● **Source extract**
# Optuna - A hyperparameter optimization framework

In [None]:
#Install Optune
!pip install optuna

In [2]:
import optuna

A simple optimization problem can be understood as:

Step 1 - Define objective function to be optimized. Let's minimize (x - 2)^2

Step 2 - Suggest hyperparameter values using trial object. Here, a float value of x is suggested from -10 to 10

Step 3 - Create a study object and invoke the optimize method over 100 trials

In [None]:
def objective(trial):
    x = trial.suggest_float('x', -10, 10)
    return (x - 2) ** 2

study = optuna.create_study(direction='minimize')
study.optimize(objective, n_trials=100)
study.best_params

**We get x = 2.0013284735864136** for which the objective function  (x - 2)^2 is the minimum between the values -10 and 10

### Jargon

**Trial:** One trial in Optuna is one run with a set of hyperparameters.

**Study:** Many trial together make a study. (i.e. say you ran 10 combinations of hyperparameters and calculated 10 different accuracy scores. That is your study)

**Objective function:** The relation between accuracy and the hyperparameter (say `max_depth`). Accuracy is some function of `max_depth`.

Optuna uses Bayesian search which helps identify which combination to try next keeping in memory what it has learned from the previous trials. (its like XGboost where the next tree acts and improves on the previous tree, unlike random forest where every tree is acting independantly.) In Grid Search and Random search every trial is independant.

● **Stated problem 1**
According to the Optuna notes, how many trials does the optimize call run?

● **Excerpted records**
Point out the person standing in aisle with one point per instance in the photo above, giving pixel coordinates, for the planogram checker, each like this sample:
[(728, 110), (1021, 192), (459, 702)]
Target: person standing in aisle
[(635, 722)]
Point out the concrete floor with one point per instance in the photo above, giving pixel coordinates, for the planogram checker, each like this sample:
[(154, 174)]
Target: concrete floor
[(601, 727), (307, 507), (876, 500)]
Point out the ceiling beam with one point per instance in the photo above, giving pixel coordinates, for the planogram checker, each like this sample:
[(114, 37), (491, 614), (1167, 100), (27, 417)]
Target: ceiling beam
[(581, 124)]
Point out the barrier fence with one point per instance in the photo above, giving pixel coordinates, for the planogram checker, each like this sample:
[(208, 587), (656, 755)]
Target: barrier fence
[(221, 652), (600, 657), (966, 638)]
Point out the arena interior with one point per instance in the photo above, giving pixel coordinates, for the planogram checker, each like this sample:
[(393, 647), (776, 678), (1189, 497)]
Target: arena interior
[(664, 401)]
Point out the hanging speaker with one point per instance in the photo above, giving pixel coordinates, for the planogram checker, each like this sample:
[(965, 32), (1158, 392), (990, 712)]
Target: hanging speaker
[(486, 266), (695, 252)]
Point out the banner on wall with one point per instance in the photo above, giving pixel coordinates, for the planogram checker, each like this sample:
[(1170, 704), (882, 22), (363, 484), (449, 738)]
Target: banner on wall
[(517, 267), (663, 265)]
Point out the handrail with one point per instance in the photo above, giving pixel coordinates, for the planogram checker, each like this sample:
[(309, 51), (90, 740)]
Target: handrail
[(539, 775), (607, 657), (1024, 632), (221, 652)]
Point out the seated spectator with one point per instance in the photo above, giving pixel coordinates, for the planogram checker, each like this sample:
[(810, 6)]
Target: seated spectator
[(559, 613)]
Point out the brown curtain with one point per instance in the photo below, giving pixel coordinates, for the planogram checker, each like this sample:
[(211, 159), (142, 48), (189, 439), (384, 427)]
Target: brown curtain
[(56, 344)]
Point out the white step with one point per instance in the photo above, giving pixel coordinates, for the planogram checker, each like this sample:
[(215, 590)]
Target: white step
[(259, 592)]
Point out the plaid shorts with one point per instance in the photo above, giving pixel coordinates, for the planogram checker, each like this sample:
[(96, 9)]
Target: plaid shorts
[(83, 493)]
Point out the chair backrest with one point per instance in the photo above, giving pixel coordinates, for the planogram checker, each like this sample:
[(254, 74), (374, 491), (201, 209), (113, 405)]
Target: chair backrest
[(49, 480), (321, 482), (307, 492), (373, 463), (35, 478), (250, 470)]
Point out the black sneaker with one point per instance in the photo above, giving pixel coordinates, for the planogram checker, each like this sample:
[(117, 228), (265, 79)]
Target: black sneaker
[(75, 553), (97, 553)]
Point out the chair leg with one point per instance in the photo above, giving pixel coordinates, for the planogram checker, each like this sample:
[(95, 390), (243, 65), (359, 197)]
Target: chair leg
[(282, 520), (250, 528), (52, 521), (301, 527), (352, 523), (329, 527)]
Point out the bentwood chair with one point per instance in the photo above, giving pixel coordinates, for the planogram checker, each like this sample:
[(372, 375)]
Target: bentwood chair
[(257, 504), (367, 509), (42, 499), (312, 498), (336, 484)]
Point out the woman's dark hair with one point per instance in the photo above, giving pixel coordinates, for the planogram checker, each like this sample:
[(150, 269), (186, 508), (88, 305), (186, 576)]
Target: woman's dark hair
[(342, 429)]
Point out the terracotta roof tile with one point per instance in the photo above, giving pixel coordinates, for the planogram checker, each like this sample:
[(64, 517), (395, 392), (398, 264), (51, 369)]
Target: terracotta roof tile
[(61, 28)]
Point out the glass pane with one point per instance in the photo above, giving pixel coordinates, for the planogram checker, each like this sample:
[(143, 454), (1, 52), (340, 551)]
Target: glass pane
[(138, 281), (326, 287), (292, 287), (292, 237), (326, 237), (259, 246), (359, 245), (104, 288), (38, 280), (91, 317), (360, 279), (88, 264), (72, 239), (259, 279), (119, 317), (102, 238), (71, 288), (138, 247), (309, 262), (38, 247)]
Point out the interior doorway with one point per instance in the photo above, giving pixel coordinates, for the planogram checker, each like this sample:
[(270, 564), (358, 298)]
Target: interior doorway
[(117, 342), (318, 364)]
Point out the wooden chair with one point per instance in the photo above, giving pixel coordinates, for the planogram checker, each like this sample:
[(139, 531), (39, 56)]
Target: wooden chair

● **Stated problem 2**
Rewrite the rows from the first line through the line containing "[(581, 124)]", replacing "concrete floor" with "tiled floor" and leaving everything else unchanged.

● **Task solution 1**
100 trials.

● **Task solution 2**
Point out the person standing in aisle with one point per instance in the photo above, giving pixel coordinates, for the planogram checker, each like this sample:
[(728, 110), (1021, 192), (459, 702)]
Target: person standing in aisle
[(635, 722)]
Point out the tiled floor with one point per instance in the photo above, giving pixel coordinates, for the planogram checker, each like this sample:
[(154, 174)]
Target: tiled floor
[(601, 727), (307, 507), (876, 500)]
Point out the ceiling beam with one point per instance in the photo above, giving pixel coordinates, for the planogram checker, each like this sample:
[(114, 37), (491, 614), (1167, 100), (27, 417)]
Target: ceiling beam
[(581, 124)]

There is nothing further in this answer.